Wherever the word "what" shows up in the data, report the line it sits in.

***

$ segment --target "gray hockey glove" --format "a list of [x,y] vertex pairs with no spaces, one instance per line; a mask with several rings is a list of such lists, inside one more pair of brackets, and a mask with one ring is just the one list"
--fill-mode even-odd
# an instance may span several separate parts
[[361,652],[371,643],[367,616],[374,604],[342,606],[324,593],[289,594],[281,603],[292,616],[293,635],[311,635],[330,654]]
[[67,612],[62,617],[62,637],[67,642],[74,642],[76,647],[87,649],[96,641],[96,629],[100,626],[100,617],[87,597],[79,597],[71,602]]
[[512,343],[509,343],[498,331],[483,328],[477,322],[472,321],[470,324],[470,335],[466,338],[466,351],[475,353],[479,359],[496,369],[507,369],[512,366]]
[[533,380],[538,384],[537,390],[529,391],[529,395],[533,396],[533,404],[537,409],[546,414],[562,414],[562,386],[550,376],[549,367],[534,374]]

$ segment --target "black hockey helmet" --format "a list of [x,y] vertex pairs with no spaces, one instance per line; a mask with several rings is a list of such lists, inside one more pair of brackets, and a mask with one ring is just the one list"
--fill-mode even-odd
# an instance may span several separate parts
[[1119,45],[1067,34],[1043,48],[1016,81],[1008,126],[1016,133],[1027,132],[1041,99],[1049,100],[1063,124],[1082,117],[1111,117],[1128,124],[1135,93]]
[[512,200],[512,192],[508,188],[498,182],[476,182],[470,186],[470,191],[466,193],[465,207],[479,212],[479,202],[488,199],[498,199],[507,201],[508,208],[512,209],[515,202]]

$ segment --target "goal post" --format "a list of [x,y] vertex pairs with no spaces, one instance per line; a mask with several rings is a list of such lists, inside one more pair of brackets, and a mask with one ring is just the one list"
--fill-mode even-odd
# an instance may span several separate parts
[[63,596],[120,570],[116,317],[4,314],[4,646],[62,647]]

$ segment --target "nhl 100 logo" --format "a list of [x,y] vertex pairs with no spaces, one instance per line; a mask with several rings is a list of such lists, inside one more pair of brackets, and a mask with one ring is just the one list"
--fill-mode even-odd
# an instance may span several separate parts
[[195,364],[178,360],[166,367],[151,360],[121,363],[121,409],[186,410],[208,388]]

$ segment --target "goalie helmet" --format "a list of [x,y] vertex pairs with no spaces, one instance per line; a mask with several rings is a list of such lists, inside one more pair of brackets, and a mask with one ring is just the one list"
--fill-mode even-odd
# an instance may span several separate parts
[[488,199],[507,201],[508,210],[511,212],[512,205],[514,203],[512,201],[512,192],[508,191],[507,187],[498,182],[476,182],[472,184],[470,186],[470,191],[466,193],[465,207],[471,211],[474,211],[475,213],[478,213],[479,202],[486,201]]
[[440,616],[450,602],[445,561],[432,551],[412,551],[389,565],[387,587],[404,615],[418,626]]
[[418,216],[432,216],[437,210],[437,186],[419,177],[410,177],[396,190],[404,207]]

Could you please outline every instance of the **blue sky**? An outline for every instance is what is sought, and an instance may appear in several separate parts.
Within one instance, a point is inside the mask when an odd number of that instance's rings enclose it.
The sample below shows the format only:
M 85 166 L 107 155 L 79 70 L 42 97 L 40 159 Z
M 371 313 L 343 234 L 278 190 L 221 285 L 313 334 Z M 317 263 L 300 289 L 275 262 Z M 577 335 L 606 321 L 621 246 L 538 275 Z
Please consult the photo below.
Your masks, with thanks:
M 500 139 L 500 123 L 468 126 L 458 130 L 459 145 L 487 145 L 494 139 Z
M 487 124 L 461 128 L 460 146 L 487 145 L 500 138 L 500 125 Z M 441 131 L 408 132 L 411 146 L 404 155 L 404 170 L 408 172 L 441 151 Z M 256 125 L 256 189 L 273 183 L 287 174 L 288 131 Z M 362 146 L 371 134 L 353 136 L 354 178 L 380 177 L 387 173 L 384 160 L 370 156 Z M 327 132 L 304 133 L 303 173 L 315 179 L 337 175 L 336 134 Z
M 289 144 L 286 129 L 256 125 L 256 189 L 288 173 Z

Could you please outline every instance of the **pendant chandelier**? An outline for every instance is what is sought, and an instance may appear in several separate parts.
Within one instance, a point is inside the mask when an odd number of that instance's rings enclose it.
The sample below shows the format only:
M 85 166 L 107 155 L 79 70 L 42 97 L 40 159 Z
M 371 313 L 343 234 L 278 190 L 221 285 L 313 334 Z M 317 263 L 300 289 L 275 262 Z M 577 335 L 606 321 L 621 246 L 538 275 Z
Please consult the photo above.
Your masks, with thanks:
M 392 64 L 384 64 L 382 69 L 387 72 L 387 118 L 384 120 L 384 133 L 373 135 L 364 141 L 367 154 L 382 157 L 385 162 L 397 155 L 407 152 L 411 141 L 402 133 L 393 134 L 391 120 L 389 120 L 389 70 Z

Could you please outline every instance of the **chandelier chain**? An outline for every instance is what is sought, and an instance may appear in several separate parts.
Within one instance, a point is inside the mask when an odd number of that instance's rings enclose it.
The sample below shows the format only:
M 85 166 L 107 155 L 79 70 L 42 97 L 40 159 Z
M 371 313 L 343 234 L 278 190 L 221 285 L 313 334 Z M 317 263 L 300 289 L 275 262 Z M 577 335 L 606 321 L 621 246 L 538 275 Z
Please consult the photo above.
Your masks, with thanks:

***

* **Written answer**
Could you please outline every instance of the **blue sky**? An outline for every instance is what is sought, and an instance may appear in several separate parts.
Could you please outline every instance of the **pendant chandelier**? An outline for every instance is what is sought, and an instance may appear in several separate parts.
Could you please outline every instance of the **chandelier chain**? An outline for every instance is what is sought, and an instance may appear in several separate parts.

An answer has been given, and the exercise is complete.